Dataset entries

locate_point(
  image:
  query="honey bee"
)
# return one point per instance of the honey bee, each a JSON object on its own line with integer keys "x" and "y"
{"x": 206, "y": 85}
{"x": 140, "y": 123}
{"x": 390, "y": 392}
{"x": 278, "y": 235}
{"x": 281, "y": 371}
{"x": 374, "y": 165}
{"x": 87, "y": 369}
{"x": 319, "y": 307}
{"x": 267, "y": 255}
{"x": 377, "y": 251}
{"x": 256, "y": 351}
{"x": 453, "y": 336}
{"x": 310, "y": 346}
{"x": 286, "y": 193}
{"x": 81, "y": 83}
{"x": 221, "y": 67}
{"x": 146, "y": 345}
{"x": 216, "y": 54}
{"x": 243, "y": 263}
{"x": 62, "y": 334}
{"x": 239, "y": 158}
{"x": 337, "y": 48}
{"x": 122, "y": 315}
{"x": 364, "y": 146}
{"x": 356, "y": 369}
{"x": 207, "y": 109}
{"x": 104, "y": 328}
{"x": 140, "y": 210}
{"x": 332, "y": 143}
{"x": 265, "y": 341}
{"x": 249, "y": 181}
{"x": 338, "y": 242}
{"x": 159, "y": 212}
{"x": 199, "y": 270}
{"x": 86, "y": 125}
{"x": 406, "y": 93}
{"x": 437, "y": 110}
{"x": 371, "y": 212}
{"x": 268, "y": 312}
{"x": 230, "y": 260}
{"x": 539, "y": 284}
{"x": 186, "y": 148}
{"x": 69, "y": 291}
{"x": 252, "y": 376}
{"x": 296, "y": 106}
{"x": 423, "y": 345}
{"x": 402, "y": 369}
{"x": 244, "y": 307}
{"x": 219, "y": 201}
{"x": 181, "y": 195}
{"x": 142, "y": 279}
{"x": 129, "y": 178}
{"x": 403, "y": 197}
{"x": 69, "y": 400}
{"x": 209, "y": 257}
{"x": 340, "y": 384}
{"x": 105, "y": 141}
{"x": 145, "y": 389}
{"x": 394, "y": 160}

What is required =>
Working through the records, copy each line in which the word "honey" appears.

Solution below =>
  query="honey bee"
# return one point per instance of the honey bee, each a JSON object on its own line with integer keys "x" and "y"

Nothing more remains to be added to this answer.